Top of Entries provided
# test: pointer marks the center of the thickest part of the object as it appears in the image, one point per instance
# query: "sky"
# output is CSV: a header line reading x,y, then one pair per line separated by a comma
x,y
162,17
Bottom of Entries provided
**Exercise details:** Output the data above without altering a line.

**Written reply:**
# test: pointer marks the center of the thickest part of the object as it appears in the image, one point per instance
# query: "sky"
# output is CSV: a header line reading x,y, then one pair per line separated by a comma
x,y
162,17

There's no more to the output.